* **Task details**
Find the string "Format" in the records. Copy every line it appears in.

__________

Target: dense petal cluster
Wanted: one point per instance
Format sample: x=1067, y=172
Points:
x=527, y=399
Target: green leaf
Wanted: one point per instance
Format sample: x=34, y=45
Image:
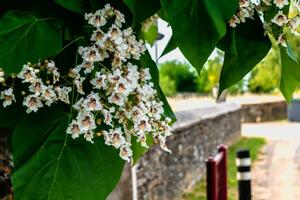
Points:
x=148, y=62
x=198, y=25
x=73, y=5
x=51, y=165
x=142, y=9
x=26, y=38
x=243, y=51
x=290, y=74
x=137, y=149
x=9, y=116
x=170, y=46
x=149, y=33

__________

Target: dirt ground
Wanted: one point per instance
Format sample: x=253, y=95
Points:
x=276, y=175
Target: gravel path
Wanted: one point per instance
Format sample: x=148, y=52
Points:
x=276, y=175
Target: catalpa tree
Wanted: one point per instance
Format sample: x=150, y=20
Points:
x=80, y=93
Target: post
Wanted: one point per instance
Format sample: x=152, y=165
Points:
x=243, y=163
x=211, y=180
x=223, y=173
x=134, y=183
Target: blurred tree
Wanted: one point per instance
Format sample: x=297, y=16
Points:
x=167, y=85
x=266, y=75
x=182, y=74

__________

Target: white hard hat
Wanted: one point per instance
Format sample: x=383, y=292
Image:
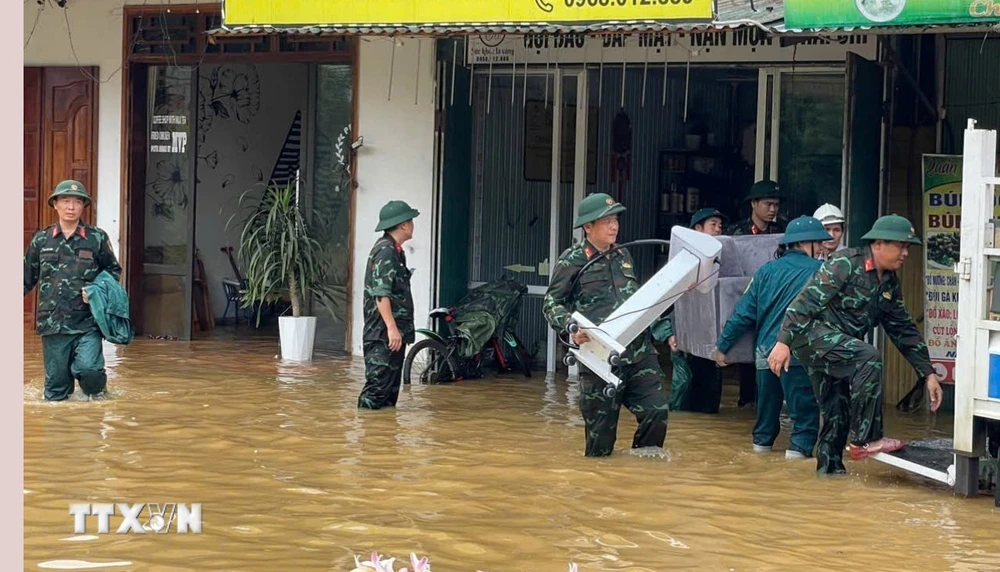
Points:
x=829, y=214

__________

* **Expected answer**
Format sample: x=1067, y=172
Format sample: x=34, y=45
Format sample: x=253, y=95
Format sample: x=148, y=52
Format sample: x=150, y=20
Format sample: x=152, y=165
Format sample: x=297, y=16
Format sample: x=383, y=292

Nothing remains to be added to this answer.